* **SHORT TASK**
Repeat word for word the line with "of the fairy" and every line after it until the records below run out.

* **DATA SHOWN**
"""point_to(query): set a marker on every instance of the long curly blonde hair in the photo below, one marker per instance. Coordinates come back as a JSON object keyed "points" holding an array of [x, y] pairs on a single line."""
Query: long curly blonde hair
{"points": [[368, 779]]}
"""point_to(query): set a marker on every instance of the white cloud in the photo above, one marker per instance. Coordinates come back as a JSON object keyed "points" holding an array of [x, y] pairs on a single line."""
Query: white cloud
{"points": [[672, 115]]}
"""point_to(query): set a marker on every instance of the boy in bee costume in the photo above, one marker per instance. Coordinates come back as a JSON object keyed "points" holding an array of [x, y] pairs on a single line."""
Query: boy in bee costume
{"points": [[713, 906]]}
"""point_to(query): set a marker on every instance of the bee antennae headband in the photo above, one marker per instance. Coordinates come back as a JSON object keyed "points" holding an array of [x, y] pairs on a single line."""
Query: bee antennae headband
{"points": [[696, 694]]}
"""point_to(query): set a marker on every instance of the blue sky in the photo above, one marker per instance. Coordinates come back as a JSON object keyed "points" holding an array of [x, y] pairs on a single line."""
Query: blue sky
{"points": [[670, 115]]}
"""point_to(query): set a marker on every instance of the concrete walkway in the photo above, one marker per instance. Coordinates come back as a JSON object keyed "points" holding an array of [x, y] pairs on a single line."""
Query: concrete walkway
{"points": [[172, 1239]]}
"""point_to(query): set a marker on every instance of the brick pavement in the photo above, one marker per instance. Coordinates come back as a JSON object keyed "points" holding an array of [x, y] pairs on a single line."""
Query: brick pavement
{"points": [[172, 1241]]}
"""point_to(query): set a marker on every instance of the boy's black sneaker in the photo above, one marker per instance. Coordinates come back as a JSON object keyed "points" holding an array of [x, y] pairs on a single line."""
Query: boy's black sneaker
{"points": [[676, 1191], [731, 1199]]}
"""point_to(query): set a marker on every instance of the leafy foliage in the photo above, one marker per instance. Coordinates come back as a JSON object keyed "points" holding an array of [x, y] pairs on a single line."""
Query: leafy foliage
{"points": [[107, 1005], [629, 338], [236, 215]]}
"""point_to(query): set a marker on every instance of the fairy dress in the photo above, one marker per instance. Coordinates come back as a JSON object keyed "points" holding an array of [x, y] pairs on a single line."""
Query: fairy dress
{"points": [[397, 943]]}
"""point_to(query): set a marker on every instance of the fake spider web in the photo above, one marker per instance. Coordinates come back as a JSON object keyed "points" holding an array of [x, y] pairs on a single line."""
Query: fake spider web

* **TASK SOLUTION**
"""point_to(query): set a marker on every instance of the fairy dress in the photo above, one marker per instance. Coordinates come back as a JSON object keyed "points" holding an array of [x, y] pairs on a single line."""
Query: fairy dress
{"points": [[397, 943]]}
"""point_to(query): set a marker on every instance of the fake spider web in the photo above, one marker per instance. Coordinates come back as a JSON object keyed "points" holding an array of [x, y] pairs on a single line."""
Query: fake spider web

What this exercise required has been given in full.